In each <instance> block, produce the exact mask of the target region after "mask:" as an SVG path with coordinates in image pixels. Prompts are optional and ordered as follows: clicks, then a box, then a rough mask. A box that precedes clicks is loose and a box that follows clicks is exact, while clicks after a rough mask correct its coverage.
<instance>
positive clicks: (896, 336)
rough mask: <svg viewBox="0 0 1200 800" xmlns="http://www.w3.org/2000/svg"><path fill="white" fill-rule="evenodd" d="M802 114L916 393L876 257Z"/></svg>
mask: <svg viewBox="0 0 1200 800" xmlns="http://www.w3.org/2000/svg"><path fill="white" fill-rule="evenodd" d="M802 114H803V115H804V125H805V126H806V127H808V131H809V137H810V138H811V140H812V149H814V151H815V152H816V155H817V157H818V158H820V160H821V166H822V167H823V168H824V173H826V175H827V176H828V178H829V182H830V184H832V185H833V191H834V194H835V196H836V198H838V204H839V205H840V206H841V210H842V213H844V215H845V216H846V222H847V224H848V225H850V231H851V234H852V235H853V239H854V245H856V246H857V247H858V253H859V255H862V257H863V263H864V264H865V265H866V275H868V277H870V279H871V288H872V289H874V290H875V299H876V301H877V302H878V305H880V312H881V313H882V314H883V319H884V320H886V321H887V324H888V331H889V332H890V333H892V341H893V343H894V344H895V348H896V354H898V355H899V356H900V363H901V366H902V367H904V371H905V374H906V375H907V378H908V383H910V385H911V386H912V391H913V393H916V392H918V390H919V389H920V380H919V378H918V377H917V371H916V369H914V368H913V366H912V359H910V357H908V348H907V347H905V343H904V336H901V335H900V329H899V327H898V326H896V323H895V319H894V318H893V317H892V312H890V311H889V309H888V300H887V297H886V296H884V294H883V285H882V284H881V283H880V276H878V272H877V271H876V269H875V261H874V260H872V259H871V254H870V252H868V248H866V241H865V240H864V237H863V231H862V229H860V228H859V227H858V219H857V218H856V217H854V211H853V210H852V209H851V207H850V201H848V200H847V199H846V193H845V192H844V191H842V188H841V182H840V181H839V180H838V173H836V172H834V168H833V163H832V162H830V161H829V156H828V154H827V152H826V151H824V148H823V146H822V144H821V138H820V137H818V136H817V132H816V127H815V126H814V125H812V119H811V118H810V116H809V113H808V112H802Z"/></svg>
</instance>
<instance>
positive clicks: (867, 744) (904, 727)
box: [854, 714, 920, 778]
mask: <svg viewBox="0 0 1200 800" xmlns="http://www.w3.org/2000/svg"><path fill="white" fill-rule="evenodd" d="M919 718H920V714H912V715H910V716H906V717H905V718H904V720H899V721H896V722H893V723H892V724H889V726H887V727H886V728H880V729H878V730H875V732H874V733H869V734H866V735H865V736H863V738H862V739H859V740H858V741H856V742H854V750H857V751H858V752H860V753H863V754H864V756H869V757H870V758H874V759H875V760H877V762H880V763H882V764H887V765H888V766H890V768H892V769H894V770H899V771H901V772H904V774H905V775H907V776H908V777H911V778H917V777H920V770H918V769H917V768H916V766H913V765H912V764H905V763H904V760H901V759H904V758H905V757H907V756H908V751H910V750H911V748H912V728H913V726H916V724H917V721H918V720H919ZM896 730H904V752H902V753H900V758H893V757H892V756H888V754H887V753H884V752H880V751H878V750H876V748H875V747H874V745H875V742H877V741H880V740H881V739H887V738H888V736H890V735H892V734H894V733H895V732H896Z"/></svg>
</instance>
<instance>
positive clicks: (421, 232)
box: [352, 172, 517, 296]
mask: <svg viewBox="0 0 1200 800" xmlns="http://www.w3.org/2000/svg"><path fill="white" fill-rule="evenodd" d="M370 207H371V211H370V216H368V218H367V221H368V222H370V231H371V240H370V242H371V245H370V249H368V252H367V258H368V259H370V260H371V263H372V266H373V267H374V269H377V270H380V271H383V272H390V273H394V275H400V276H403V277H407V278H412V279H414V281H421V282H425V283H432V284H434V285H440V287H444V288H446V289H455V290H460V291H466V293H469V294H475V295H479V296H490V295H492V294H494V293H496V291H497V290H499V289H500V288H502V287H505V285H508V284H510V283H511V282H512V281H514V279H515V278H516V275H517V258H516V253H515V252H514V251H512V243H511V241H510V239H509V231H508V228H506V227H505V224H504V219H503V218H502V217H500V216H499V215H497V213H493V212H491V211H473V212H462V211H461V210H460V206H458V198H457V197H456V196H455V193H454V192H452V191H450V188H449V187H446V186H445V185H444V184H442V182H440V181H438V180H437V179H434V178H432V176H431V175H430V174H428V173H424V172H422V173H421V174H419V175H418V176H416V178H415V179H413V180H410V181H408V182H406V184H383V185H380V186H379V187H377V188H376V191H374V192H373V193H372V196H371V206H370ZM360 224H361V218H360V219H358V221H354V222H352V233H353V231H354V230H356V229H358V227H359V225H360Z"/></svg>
++++++
*PROBLEM TO SOLVE*: All entries are to be copied exactly as they read.

*ANSWER BOX*:
In each <instance> block, produce the exact mask of the target region after "mask:" as an SVG path with coordinates in image pixels. Prompts are optional and ordered as follows: clicks, then a box, then a rough mask. A box that precedes clicks is loose and a box that follows clicks is exact, while clicks after a rough mask correct its coverage.
<instance>
positive clicks: (896, 336)
rough mask: <svg viewBox="0 0 1200 800" xmlns="http://www.w3.org/2000/svg"><path fill="white" fill-rule="evenodd" d="M802 114L916 393L876 257Z"/></svg>
mask: <svg viewBox="0 0 1200 800" xmlns="http://www.w3.org/2000/svg"><path fill="white" fill-rule="evenodd" d="M802 114H803V115H804V125H805V126H806V127H808V131H809V137H810V138H811V140H812V149H814V151H815V152H816V155H817V157H818V158H820V160H821V166H822V167H823V168H824V173H826V175H827V176H828V178H829V182H830V184H832V185H833V191H834V194H835V196H836V198H838V204H839V205H840V206H841V210H842V213H844V215H845V216H846V222H847V224H848V225H850V231H851V234H852V235H853V239H854V245H856V246H857V247H858V253H859V255H862V257H863V263H864V264H865V265H866V275H868V277H870V279H871V288H872V289H874V290H875V299H876V301H877V302H878V305H880V312H881V313H882V314H883V319H884V320H886V321H887V324H888V331H889V332H890V333H892V341H893V343H894V344H895V348H896V354H898V355H899V356H900V363H901V366H902V367H904V371H905V374H906V375H907V378H908V383H910V385H911V386H912V391H913V393H916V392H918V390H919V389H920V380H919V378H918V377H917V371H916V369H914V368H913V366H912V359H910V357H908V348H907V347H905V343H904V336H901V335H900V329H899V327H898V326H896V323H895V319H894V318H893V317H892V312H890V311H889V309H888V300H887V297H886V296H884V294H883V285H882V284H881V283H880V276H878V272H877V271H876V269H875V261H874V260H872V259H871V254H870V252H868V248H866V241H865V240H864V237H863V231H862V229H860V228H859V227H858V219H857V218H856V217H854V211H853V210H852V209H851V207H850V201H848V200H847V199H846V193H845V192H844V191H842V188H841V182H840V181H839V180H838V173H836V172H834V168H833V163H832V162H830V161H829V156H828V154H827V152H826V151H824V148H823V146H822V144H821V138H820V137H818V136H817V132H816V127H815V126H814V125H812V119H811V118H810V116H809V113H808V112H802Z"/></svg>
</instance>
<instance>
positive clicks: (867, 744) (904, 727)
box: [854, 714, 920, 778]
mask: <svg viewBox="0 0 1200 800" xmlns="http://www.w3.org/2000/svg"><path fill="white" fill-rule="evenodd" d="M919 718H920V714H912V715H910V716H906V717H905V718H904V720H899V721H896V722H893V723H892V724H889V726H887V727H886V728H880V729H878V730H875V732H874V733H869V734H866V735H865V736H863V738H862V739H859V740H858V741H856V742H854V750H857V751H858V752H860V753H863V754H864V756H869V757H870V758H874V759H875V760H877V762H880V763H882V764H887V765H888V766H890V768H892V769H894V770H899V771H901V772H904V774H905V775H907V776H908V777H911V778H917V777H920V770H918V769H917V768H916V766H913V765H912V764H905V763H904V760H901V759H904V758H905V757H907V756H908V751H910V750H911V748H912V728H913V726H916V724H917V721H918V720H919ZM896 730H904V752H902V753H900V758H893V757H892V756H888V754H887V753H884V752H880V751H878V750H876V748H875V747H874V745H875V742H877V741H880V740H881V739H887V738H888V736H890V735H892V734H894V733H895V732H896Z"/></svg>
</instance>
<instance>
positive clicks: (421, 232)
box: [352, 172, 517, 296]
mask: <svg viewBox="0 0 1200 800" xmlns="http://www.w3.org/2000/svg"><path fill="white" fill-rule="evenodd" d="M370 207H371V211H370V216H368V218H367V221H368V222H370V231H371V240H370V242H371V245H370V249H368V252H367V258H368V259H370V260H371V263H372V266H373V267H374V269H377V270H380V271H383V272H390V273H394V275H400V276H403V277H407V278H412V279H414V281H421V282H425V283H432V284H434V285H440V287H444V288H446V289H455V290H460V291H466V293H469V294H475V295H479V296H490V295H492V294H494V293H496V291H497V290H499V289H500V288H502V287H505V285H508V284H510V283H511V282H512V281H514V279H515V278H516V275H517V258H516V253H515V252H514V251H512V243H511V241H510V239H509V231H508V228H506V227H505V224H504V219H503V218H502V217H500V216H499V215H497V213H493V212H491V211H473V212H462V211H461V210H460V206H458V198H457V197H456V196H455V193H454V192H452V191H450V188H449V187H446V186H445V185H444V184H442V182H440V181H438V180H437V179H434V178H432V176H431V175H430V174H428V173H424V172H422V173H421V174H419V175H418V176H416V178H415V179H413V180H410V181H408V182H406V184H383V185H380V186H379V187H377V188H376V191H374V192H373V193H372V196H371V206H370ZM360 224H361V218H360V219H358V221H354V222H352V233H353V231H354V230H356V229H358V227H359V225H360Z"/></svg>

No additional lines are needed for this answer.